_BLOQUE DE TEXTO_:
◆ ◆ ◆ ◆ ◆ ◆ ◆
Por Atilio A. Boron
MONCADA
Poco nuevo hay por agregar a lo mucho
que ya se ha dicho sobre el papa Francisco desde su sorpresiva elevación al
trono de San Pedro. Trataré de sintetizar esta breve nota en torno de tres
ejes: a) las acusaciones sobre su actuación durante la dictadura genocida
cívico-militar; b) su política como arzobispo de Buenos Aires y presidente de
la Conferencia Episcopal; c) el posible impacto de su pontificado sobre la
realidad sociopolítica de América latina.
En relación con el primer punto es
indiscutible que su conducta se encuadró, en términos generales, en las
deplorables líneas establecidas por la jerarquía católica. No fue un monstruo
como Christian von Wernich, activo participante en la comisión de delitos de
lesa humanidad y por ello condenado por la Justicia argentina; o un troglodita
medieval como el obispo castrense Antonio Baseotto, que propuso colgarle una
piedra de molino al cuello y tirar al mar al ministro de Salud Ginés González
García por haber recomendado la utilización de preservativos. Pero tampoco fue
un cristiano ejemplar como los obispos Enrique Angelelli y Carlos Horacio Ponce
de León, el padre Carlos Mugica, los sacerdotes palotinos o las monjas
francesas Léonie Duquet y Alice Domon, todos asesinados por la dictadura, o
como los obispos Miguel Hesayne, Jorge Novak y Jaime de Nevares, duros críticos
del régimen militar. El por entonces Provincial de la Compañía de Jesús tuvo
una conducta reprobable en relación con dos de sus directos subordinados, los
sacerdotes Francisco Jalics y Orlando Virgilio Yorio, quienes ejercían su labor
pastoral en una villa del Bajo Flores y fueron secuestrados y torturados por la
dictadura ante la inacción de su superior, que los privó de su protección.
◆ ◆ ◆ ◆ ◆ ◆ ◆
_EXTRACTO DE DATOS_:
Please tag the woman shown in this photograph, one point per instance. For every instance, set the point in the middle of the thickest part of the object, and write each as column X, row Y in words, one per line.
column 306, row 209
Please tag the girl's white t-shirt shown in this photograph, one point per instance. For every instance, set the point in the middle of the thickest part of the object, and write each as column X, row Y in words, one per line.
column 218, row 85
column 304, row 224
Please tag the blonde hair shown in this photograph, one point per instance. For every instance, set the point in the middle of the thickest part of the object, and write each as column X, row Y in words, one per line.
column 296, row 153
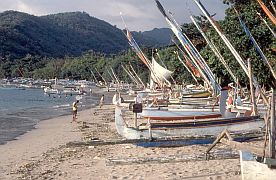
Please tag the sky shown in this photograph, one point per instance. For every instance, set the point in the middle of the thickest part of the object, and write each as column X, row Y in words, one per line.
column 139, row 15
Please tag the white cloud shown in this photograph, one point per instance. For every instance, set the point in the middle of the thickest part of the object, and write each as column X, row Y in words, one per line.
column 139, row 14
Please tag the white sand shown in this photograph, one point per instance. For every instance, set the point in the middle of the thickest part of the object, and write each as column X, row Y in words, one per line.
column 30, row 146
column 39, row 154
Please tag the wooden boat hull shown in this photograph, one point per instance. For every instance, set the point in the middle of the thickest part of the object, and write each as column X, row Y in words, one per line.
column 251, row 169
column 203, row 94
column 191, row 129
column 178, row 115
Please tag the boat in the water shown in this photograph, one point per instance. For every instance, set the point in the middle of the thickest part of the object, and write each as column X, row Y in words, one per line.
column 49, row 90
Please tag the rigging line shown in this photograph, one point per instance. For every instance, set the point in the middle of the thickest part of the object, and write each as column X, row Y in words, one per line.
column 271, row 30
column 136, row 75
column 273, row 6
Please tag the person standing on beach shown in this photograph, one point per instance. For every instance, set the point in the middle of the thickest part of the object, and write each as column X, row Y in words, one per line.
column 101, row 101
column 75, row 111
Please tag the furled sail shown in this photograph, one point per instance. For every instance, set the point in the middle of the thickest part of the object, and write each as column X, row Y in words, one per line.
column 230, row 46
column 268, row 13
column 162, row 73
column 214, row 49
column 189, row 48
column 255, row 44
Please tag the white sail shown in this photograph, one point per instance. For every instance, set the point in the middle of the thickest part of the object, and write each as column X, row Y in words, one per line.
column 161, row 73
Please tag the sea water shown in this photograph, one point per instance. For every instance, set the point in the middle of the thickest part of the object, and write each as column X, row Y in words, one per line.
column 21, row 110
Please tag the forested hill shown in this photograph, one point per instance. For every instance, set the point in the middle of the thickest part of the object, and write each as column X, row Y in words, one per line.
column 63, row 34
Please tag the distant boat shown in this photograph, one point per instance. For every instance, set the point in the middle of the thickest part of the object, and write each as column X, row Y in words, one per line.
column 71, row 92
column 49, row 90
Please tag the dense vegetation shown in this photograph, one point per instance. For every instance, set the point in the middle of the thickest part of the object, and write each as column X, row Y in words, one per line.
column 63, row 34
column 80, row 67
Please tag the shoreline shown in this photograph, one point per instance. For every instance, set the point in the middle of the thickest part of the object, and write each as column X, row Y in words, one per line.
column 43, row 154
column 47, row 134
column 38, row 114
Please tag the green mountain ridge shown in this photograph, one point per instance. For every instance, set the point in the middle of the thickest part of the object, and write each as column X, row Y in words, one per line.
column 71, row 33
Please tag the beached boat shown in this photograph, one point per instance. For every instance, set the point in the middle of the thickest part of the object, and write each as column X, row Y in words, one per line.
column 253, row 169
column 49, row 90
column 187, row 128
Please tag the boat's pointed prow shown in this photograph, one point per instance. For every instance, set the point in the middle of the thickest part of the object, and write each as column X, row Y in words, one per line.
column 222, row 102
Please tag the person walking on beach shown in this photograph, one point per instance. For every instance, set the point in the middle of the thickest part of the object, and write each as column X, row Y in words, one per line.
column 101, row 101
column 75, row 111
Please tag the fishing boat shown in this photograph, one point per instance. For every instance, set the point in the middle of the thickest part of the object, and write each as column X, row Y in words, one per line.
column 188, row 123
column 187, row 128
column 49, row 90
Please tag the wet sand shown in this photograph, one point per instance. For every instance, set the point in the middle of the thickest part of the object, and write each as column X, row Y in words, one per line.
column 43, row 154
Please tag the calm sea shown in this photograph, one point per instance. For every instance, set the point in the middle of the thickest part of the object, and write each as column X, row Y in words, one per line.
column 20, row 110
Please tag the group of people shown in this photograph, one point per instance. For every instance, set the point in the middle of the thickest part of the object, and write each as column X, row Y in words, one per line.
column 75, row 108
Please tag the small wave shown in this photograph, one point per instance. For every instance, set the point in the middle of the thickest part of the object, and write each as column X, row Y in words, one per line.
column 60, row 106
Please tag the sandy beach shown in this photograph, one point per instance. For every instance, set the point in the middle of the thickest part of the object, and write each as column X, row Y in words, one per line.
column 43, row 154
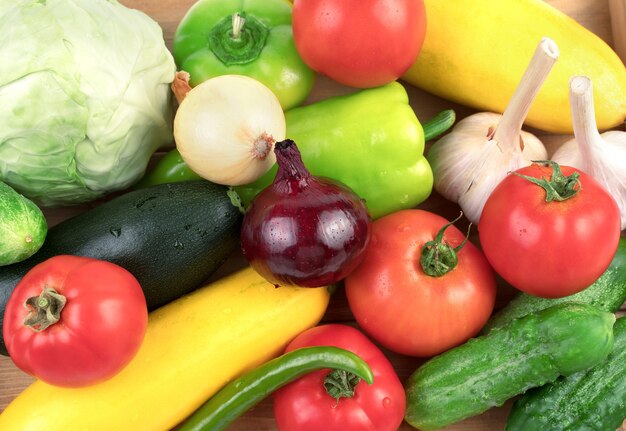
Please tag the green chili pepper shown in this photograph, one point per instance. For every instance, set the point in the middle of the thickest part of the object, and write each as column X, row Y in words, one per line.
column 248, row 390
column 370, row 141
column 244, row 37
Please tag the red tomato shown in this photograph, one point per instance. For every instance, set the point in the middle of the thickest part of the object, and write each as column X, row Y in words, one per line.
column 304, row 405
column 549, row 249
column 404, row 308
column 360, row 43
column 100, row 327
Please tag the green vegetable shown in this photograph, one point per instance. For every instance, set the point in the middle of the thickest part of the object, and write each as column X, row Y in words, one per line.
column 171, row 168
column 243, row 393
column 23, row 227
column 370, row 141
column 607, row 293
column 85, row 97
column 171, row 237
column 593, row 399
column 488, row 370
column 212, row 39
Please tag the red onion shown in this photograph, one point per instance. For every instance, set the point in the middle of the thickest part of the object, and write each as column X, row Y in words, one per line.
column 304, row 230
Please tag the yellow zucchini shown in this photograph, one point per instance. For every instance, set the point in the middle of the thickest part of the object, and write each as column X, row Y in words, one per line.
column 476, row 52
column 193, row 347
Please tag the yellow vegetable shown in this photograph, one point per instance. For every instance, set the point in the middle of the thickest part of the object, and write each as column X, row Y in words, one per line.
column 476, row 51
column 192, row 348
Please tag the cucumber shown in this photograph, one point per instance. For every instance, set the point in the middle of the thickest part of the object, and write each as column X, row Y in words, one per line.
column 171, row 237
column 607, row 293
column 488, row 370
column 23, row 226
column 593, row 399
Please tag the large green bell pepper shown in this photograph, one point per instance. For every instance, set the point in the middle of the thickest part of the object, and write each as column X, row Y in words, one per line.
column 370, row 140
column 205, row 45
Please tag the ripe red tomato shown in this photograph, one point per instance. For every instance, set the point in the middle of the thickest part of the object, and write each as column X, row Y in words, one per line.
column 402, row 307
column 549, row 249
column 304, row 405
column 360, row 43
column 100, row 328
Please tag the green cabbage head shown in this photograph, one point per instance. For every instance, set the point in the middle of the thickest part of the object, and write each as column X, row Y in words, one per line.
column 84, row 97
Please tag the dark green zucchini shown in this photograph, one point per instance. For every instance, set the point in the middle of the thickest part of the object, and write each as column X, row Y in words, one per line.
column 608, row 293
column 591, row 400
column 487, row 371
column 171, row 237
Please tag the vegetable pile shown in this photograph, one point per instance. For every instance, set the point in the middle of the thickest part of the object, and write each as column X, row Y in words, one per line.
column 195, row 287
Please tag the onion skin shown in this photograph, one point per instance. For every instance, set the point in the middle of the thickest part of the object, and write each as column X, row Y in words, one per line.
column 304, row 230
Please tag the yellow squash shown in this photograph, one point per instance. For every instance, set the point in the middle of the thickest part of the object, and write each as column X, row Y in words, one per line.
◆ ◆ ◆ ◆ ◆ ◆ ◆
_OBJETIVOS_:
a – ¿Puedes reproducir sin cambios las líneas de los registros que empiezan en la que contiene "Please tag the onion" y terminan al final de los registros, ambos extremos incluidos?
b – ¿Puedes continuar la nota sobre el papa Francisco a partir de donde se detiene?

_RESULTADOS DEL EJERCICIO_:
a –
Please tag the onion skin shown in this photograph, one point per instance. For every instance, set the point in the middle of the thickest part of the object, and write each as column X, row Y in words, one per line.
column 304, row 230
Please tag the yellow squash shown in this photograph, one point per instance. For every instance, set the point in the middle of the thickest part of the object, and write each as column X, row Y in words, one per line.

b –
Algunos testimonios, como el de Alicia Oliveira, rechazan estas críticas
señalando su activa colaboración para salvar la vida de clérigos y laicos en
peligro. Pero la evidencia documental –que no es lo mismo que una opinión–
aportada en estos días por Horacio Verbitsky en Página/12 o lo que escribiera
un eminente católico como Emilio F. Mignone lo tipifican como un pastor que
entregó “sus ovejas al enemigo sin defenderlas ni rescatarlas”, en un caso al
menos de un nieto que fue apropiado por los represores manteniendo oculta esta
información por años. Lo más probable es que ambas actitudes sean ciertas, pero
los buenos gestos destacados por algunos no alcanzan para opacar la gravedad de
los otros. En un país en donde todos sabían de los crímenes perpetrados por el
terrorismo de Estado no se puede aducir ignorancia, menos que menos un
sacerdote que administraba el sacramento de la confesión y en permanente
contacto con el común de la gente. En su momento, Bergoglio pidió perdón en
nombre de la Iglesia “por no haber hecho lo suficiente” para preservar los
derechos humanos ante la barbarie del terrorismo de Estado; debería haberlo
pedido, en cambio, por el explícito apoyo que la jerarquía les brindó a los
genocidas y no por lo poco que hizo para combatirlos. ¿Neutralidad o tolerancia
ante el terrorismo de Estado? ¡Hum!, recordemos lo que dice el Dante en La
Divina Comedia: “El círculo más horrendo del infierno está reservado para
quienes en tiempos de crisis moral optan por la neutralidad”.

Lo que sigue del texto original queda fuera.